La terza puntata della rubrica, curata da Ibrahim Traore, per conoscere la situazione nei Paesi da cui fuggono i migranti giunti in Europa ci porta in Guinea Conakry. Tra colpi di Stato e scontri etnici usati strumentalmente dai politici per salire al potere, nel Paese regna il caos e molti preferiscono andarsene per crearsi una vita altrove

Cos’è la Guinea Conakry?

La Guinea Conakry è uno Stato dell’Africa occidentale, che confina con Guinea-Bissau e Senegal a nord, Mali a nord e nord-est, Costa d’Avorio a sud-est, Liberia e Sierra Leone a sud, Oceano Atlantico a ovest.
La situazione di instabilità è dettata da scontri etnici, problemi che si registrano un po’ ovunque in Africa, dove pullulano la xenofobia e il tribalismo. Spesso, però, gli scontri etnici sono cavalcati strumentalmente dai politici per ragioni di potere.
Quando al comando si trova la parte avversa, un’etnia rischia di subire vere atrocità.

[Contenuto dei record]:
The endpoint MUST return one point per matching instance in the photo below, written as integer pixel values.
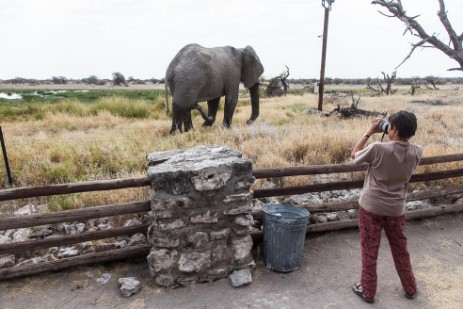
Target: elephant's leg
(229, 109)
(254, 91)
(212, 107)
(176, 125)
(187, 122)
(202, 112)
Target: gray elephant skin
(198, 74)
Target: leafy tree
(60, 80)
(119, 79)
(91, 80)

---

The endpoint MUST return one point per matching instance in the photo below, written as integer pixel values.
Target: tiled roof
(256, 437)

[Problema posto 1]: Secondo il brano sulla Guinea Conakry, con quali Paesi confina a sud questo Stato?
[Problema posto 2]: Riporta dal brano sulla Guinea Conakry il tratto che va da "La Guinea Conakry è" fino a "ragioni di potere.".
I record provengono da un'altra fonte.

[Soluzione del problema 1]: Con la Liberia e la Sierra Leone.

[Soluzione del problema 2]:
La Guinea Conakry è uno Stato dell’Africa occidentale, che confina con Guinea-Bissau e Senegal a nord, Mali a nord e nord-est, Costa d’Avorio a sud-est, Liberia e Sierra Leone a sud, Oceano Atlantico a ovest.
La situazione di instabilità è dettata da scontri etnici, problemi che si registrano un po’ ovunque in Africa, dove pullulano la xenofobia e il tribalismo. Spesso, però, gli scontri etnici sono cavalcati strumentalmente dai politici per ragioni di potere.